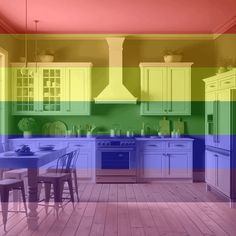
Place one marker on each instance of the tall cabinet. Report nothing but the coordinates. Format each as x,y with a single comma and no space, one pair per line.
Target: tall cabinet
165,88
51,88
220,96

---+---

* _Task statement_: Repeat every line of the material above without the pictures, keeping each request as it appears, and shift each coordinate in the answers by adding 6 to both its x and y values.

* _The response_:
Place one marker on each instance of the tall cabinet. Report nothing but the coordinates. Format each as x,y with a single comma and no space, one pair per line.
Target: tall cabinet
171,94
57,94
226,102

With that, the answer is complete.